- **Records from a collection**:
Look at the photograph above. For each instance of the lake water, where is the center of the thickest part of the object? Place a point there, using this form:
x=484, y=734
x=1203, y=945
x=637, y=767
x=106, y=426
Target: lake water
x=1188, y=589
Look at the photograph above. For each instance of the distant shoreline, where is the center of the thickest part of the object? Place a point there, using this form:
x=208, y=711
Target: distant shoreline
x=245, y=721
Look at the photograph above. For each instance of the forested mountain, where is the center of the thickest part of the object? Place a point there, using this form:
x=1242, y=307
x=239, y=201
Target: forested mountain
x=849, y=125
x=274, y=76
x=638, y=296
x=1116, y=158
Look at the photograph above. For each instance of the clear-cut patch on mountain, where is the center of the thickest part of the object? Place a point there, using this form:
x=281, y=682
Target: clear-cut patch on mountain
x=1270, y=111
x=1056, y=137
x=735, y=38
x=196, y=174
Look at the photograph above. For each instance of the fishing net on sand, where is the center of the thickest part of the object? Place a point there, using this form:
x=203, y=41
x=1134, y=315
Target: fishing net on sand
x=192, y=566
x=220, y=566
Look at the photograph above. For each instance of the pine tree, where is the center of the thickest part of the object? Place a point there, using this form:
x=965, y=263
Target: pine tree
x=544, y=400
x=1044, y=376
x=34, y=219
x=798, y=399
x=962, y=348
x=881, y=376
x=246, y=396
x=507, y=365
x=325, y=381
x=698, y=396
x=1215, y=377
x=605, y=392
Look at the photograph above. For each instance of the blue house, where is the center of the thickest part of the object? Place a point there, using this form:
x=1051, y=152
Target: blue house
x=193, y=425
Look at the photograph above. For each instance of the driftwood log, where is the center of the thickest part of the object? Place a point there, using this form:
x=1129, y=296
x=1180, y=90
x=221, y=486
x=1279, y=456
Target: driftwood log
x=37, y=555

- **EXERCISE REQUIREMENTS**:
Whenever a line includes the word "above", pull it out of the entries.

- **FINISHED EXERCISE**:
Look at the photograph above. For each instance of the lake water, where is the center of the thickest part of the object? Place a point there, using this form:
Look at the photograph above. For each instance of the distant shoreline, where is the center of the thickest part of the object? Place a point there, using this form:
Look at the photograph above. For each instance of the forested mountain, where is the center of the thickest part of the object? Place a point there, using this form:
Look at the photograph above. For each instance of the clear-cut patch on mountain, where is the center of the thickest part of the object? Place a point there, using this form:
Look at the photograph above. For each instance of the fishing net on sand, where is the center of the thickest part of the object? Place a point there, using this form:
Look at the photograph above. For each instance of the pine tree, where is the center of the thickest part of the object? Place a point there, using this form:
Look at the photograph above. For each instance of the blue house, where is the center of the thickest part of the object? Place a point there, using this form:
Look at the photograph above. For each instance of the driftwood log, where is the center of the thickest part of the object? Place a point there, using this form:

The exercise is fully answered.